* EXERCISE INSTRUCTIONS:
A. Name every R library that the exploratory data analysis report loads.
B. Write the next part of the exploratory data analysis report on the SwiftKey data, continuing after its last sentence.

* GIVEN TEXT:

Exploratory Data Analysis

Goals

Demonstrate that you’ve downloaded the data and have successfully loaded it in.
Create a basic report of summary statistics about the data sets.
Report any interesting findings that you amassed so far.
Get feedback on your plans for creating a prediction algorithm and Shiny app.

Summary

As part of the Capstone project by JHU through Coursera, this job tries to put in practice the knowledge of data getting and cleaning in the real world environment.

Loading libraries

library("dplyr")
library("ngram")
library("tidytext")
library("janeaustenr")
library("qdap")

Getting Data

fileurl <- "https://d396qusza40orc.cloudfront.net/dsscapstone/dataset/Coursera-SwiftKey.zip"
download.file(fileurl, destfile = "./SwiftKey.zip", method = "curl")
unzip("SwiftKey.zip", exdir = "./SwiftKey")

Data Analysis

Loading data

news <- readLines("./SwiftKey/final/en_US/en_US.news.txt")
blogs <- readLines("./SwiftKey/final/en_US/en_US.blogs.txt")
twitter <- readLines("./SwiftKey/final/en_US/en_US.twitter.txt")

Getting the number of lines

newlen <- length(news)
blolen <- length(blogs)
twilen <- length(twitter)

The number of lines in:

There are 77259 lines in en_US.news.txt

There are 899288 lines in en_US.blogs.txt

There are 2360148 lines in en_US.twitter.txt

Getting the number of words

In order to get the number of words into each file, we can use bash.

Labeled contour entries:
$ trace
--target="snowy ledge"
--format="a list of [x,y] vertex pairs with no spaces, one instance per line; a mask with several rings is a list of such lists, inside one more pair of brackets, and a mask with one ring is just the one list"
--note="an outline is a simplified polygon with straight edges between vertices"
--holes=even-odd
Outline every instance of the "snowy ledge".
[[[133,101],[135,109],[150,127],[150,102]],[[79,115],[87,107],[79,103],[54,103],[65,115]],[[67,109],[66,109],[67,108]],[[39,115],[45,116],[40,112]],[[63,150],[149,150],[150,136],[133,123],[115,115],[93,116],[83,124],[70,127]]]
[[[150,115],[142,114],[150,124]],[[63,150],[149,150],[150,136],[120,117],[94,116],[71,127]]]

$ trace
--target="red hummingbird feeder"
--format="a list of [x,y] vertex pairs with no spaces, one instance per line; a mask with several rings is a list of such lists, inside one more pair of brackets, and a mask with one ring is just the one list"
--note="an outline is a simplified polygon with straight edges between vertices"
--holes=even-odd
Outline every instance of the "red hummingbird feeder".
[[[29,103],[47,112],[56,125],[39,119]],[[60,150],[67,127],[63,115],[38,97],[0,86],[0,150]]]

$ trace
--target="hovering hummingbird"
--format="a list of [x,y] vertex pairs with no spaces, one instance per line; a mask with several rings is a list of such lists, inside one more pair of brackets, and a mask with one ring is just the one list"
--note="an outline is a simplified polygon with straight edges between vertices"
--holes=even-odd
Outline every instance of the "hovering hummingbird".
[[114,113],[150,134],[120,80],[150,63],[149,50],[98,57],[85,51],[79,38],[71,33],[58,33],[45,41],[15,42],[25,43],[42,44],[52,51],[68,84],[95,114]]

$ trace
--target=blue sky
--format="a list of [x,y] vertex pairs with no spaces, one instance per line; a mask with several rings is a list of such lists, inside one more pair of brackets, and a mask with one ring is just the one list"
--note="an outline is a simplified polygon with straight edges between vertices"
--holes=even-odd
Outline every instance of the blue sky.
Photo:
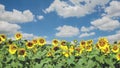
[[0,33],[67,41],[120,40],[119,0],[0,0]]

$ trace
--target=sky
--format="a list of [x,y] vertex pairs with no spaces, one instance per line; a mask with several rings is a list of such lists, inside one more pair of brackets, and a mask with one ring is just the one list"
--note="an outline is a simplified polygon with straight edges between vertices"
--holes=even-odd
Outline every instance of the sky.
[[0,0],[0,33],[13,38],[120,40],[120,0]]

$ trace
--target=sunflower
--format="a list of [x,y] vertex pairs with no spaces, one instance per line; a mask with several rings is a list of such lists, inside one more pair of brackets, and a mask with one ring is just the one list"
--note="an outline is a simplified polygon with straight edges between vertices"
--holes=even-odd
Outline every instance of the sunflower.
[[91,45],[87,45],[86,46],[86,51],[88,51],[88,52],[92,51],[92,46]]
[[28,49],[32,49],[34,47],[33,42],[31,41],[26,42],[26,46]]
[[101,49],[101,51],[102,51],[105,55],[107,55],[107,54],[110,53],[110,47],[107,46],[107,47],[105,47],[104,49]]
[[120,60],[120,53],[118,53],[118,54],[116,55],[116,59],[117,59],[117,60]]
[[59,41],[57,39],[53,39],[52,44],[54,46],[57,46],[59,44]]
[[33,42],[34,45],[37,45],[37,44],[38,44],[37,39],[33,39],[32,42]]
[[87,45],[92,45],[93,44],[93,40],[87,40],[86,43],[87,43]]
[[98,46],[100,49],[105,49],[108,46],[108,40],[106,38],[100,38],[98,41]]
[[77,51],[78,54],[82,54],[84,49],[82,47],[76,47],[75,50]]
[[65,57],[69,57],[69,56],[71,55],[71,53],[68,52],[68,51],[66,51],[66,52],[63,52],[63,55],[64,55]]
[[119,47],[117,45],[114,45],[112,47],[112,52],[117,53],[119,51]]
[[22,56],[22,57],[26,56],[26,51],[25,51],[24,48],[19,48],[18,49],[18,57],[20,57],[20,56]]
[[45,45],[45,44],[46,44],[45,38],[39,38],[39,39],[38,39],[38,44],[39,44],[40,46]]
[[54,51],[57,51],[57,50],[59,50],[59,47],[58,47],[58,46],[54,46],[54,47],[53,47],[53,50],[54,50]]
[[0,34],[1,38],[2,38],[2,41],[5,41],[6,40],[6,36],[5,34]]
[[38,50],[37,47],[32,48],[32,51],[33,51],[34,53],[36,53],[37,50]]
[[66,50],[68,50],[68,47],[67,46],[60,46],[60,48],[63,50],[63,51],[66,51]]
[[9,45],[9,53],[15,54],[17,51],[17,46],[15,44]]
[[46,54],[46,56],[47,56],[47,57],[52,56],[52,52],[48,52],[48,53]]
[[65,45],[66,45],[66,41],[65,41],[65,40],[62,40],[62,41],[60,42],[60,45],[61,45],[61,46],[65,46]]
[[0,44],[3,42],[2,37],[0,37]]
[[86,46],[86,41],[82,40],[80,42],[80,47],[82,47],[83,49],[85,49],[85,46]]
[[70,51],[71,53],[73,53],[73,52],[74,52],[74,46],[70,46],[69,51]]
[[15,39],[16,40],[19,40],[19,39],[21,39],[22,38],[22,34],[21,33],[16,33],[15,34]]

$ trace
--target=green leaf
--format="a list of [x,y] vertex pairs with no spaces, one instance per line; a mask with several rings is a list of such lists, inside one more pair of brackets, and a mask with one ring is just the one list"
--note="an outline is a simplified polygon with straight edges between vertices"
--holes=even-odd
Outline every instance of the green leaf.
[[36,63],[36,65],[34,66],[34,68],[42,68],[42,64]]
[[74,56],[70,56],[70,58],[67,59],[68,65],[70,65],[70,64],[75,64],[75,63],[74,63],[74,58],[75,58]]
[[20,61],[25,61],[25,57],[22,57],[22,56],[18,57],[18,59],[19,59]]

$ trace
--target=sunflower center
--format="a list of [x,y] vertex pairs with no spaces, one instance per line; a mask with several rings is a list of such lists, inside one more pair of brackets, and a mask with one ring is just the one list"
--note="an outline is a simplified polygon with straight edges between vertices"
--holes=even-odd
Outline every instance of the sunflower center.
[[33,44],[32,44],[31,42],[28,43],[28,46],[29,46],[29,47],[32,47],[32,45],[33,45]]
[[40,43],[44,43],[44,40],[43,40],[43,39],[40,39]]
[[57,51],[57,50],[59,50],[59,47],[56,46],[56,47],[54,47],[53,49],[54,49],[55,51]]
[[20,50],[19,55],[24,55],[25,54],[25,50]]
[[5,39],[5,35],[1,35],[1,37],[2,37],[3,39]]
[[15,46],[12,46],[12,48],[11,48],[12,50],[16,50],[17,49],[17,47],[15,47]]
[[100,46],[103,47],[105,45],[105,42],[99,42]]
[[2,41],[2,39],[0,38],[0,41]]
[[57,40],[54,40],[54,43],[55,43],[55,44],[57,44],[57,43],[58,43],[58,41],[57,41]]
[[118,49],[118,47],[117,47],[117,46],[114,46],[114,47],[113,47],[113,50],[117,50],[117,49]]
[[16,37],[19,38],[21,35],[20,34],[17,34]]
[[87,47],[86,47],[86,49],[90,49],[90,48],[91,48],[91,46],[87,46]]
[[81,44],[82,44],[82,45],[85,45],[85,42],[84,42],[84,41],[82,41],[82,42],[81,42]]
[[64,46],[64,45],[65,45],[65,43],[66,43],[66,42],[62,42],[62,43],[61,43],[61,45],[63,45],[63,46]]
[[104,49],[104,52],[105,52],[105,53],[107,53],[108,51],[109,51],[109,49],[108,49],[108,48],[105,48],[105,49]]
[[37,40],[33,40],[34,43],[37,43]]
[[80,48],[76,48],[75,50],[79,52],[79,51],[80,51]]

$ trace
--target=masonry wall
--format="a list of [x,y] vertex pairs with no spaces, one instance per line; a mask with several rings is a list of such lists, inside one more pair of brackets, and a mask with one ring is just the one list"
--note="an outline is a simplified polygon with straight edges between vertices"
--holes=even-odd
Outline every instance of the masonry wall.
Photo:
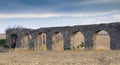
[[26,29],[26,28],[12,28],[6,31],[6,44],[12,48],[13,42],[11,42],[12,34],[17,35],[15,40],[15,48],[24,48],[26,43],[24,36],[28,35],[28,49],[34,49],[35,39],[39,33],[46,34],[46,48],[52,49],[52,36],[56,32],[60,32],[64,38],[64,49],[71,49],[71,36],[74,32],[81,32],[85,40],[85,49],[92,49],[94,46],[93,37],[101,30],[105,30],[110,35],[110,49],[120,49],[120,23],[109,24],[94,24],[94,25],[78,25],[78,26],[66,26],[66,27],[50,27],[40,29]]

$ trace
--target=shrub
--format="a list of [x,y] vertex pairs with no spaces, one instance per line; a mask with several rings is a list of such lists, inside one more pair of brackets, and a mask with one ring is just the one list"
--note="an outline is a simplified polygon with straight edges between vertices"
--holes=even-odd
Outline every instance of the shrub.
[[0,47],[5,44],[5,39],[0,39]]
[[82,47],[85,47],[85,43],[84,43],[84,42],[81,42],[80,47],[81,47],[81,48],[82,48]]

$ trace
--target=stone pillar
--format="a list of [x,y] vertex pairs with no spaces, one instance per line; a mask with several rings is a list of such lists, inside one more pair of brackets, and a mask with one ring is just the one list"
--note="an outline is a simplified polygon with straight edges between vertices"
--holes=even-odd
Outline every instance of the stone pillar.
[[52,34],[50,32],[46,33],[46,47],[48,50],[52,49]]
[[34,33],[30,34],[30,40],[28,43],[30,49],[34,49],[35,39],[36,39],[35,34]]
[[117,30],[112,30],[112,35],[110,36],[111,38],[111,43],[110,43],[110,48],[111,50],[120,50],[120,31],[119,29]]
[[84,33],[85,49],[89,50],[93,48],[93,36],[89,33]]
[[65,31],[63,34],[64,37],[64,50],[71,49],[71,44],[70,44],[70,32]]

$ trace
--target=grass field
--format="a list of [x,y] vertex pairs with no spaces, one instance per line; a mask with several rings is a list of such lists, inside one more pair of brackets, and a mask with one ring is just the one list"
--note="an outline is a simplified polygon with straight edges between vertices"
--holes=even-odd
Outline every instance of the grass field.
[[109,50],[109,43],[108,36],[98,35],[94,48],[102,50],[10,49],[0,52],[0,65],[120,65],[120,50]]
[[11,51],[0,65],[120,65],[120,51]]

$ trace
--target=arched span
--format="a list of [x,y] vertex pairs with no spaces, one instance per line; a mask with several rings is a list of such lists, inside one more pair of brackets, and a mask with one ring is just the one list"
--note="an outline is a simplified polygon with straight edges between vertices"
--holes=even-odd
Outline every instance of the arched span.
[[52,49],[64,50],[64,38],[61,32],[55,32],[52,35]]
[[73,32],[71,34],[71,49],[82,50],[85,48],[84,35],[82,32]]
[[10,47],[11,48],[15,48],[16,47],[16,44],[18,43],[17,42],[17,39],[18,39],[18,35],[17,34],[12,34],[11,36],[10,36]]
[[30,34],[28,34],[28,33],[25,33],[24,35],[23,35],[23,45],[22,45],[22,47],[23,48],[29,48],[29,41],[30,41]]
[[35,49],[45,50],[46,49],[46,34],[38,33],[34,43]]
[[95,50],[110,50],[110,35],[105,30],[96,31],[93,36]]

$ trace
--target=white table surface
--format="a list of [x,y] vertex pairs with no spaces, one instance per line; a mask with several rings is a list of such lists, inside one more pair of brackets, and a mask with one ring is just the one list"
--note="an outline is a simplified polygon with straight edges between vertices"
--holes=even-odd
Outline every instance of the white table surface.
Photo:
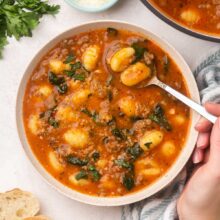
[[16,94],[25,68],[50,39],[75,25],[98,19],[132,22],[151,30],[170,42],[190,67],[217,44],[195,39],[169,27],[139,0],[120,0],[112,9],[98,14],[77,11],[62,0],[52,0],[51,3],[61,5],[56,18],[44,17],[32,38],[23,38],[20,42],[10,40],[4,59],[0,60],[0,191],[19,187],[33,192],[40,199],[41,212],[53,220],[117,220],[121,208],[94,207],[66,198],[47,185],[26,158],[15,121]]

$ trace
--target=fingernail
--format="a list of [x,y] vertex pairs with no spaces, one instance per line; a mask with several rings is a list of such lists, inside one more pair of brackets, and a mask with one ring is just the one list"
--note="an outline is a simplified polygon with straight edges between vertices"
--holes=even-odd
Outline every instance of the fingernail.
[[197,164],[201,162],[201,152],[200,150],[196,151],[193,157],[193,163]]
[[196,146],[198,148],[203,148],[206,144],[206,136],[205,135],[199,135]]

* RESULTS FOR EACH TASK:
A. dplyr, ngram, tidytext, janeaustenr, qdap

B.
wc -w SwiftKey/final/en_US/en_US.news.txt > nwords
read nwords filename < nwords
echo "Number of words in News: $nwords"
wc -w SwiftKey/final/en_US/en_US.blogs.txt > bwords
read bwords filename < bwords
echo "Number of words in Blogs: $bwords"
wc -w SwiftKey/final/en_US/en_US.twitter.txt > twords
read twords filename < twords
echo "Number of words in Twitter: $twords"

## Number of words in News: 34365936
## Number of words in Blogs: 37334117
## Number of words in Twitter: 30373559

Text Mining

Mining the text, we can show the three most common words into each file

ft <- freq_terms(news, 5)
plot(ft, main = "Most common words in news")

ft <- freq_terms(blogs, 5)
plot(ft, main = "Most common words in blogs")

ft <- freq_terms(twitter, 5)
plot(ft, main = "Most common words in twitter")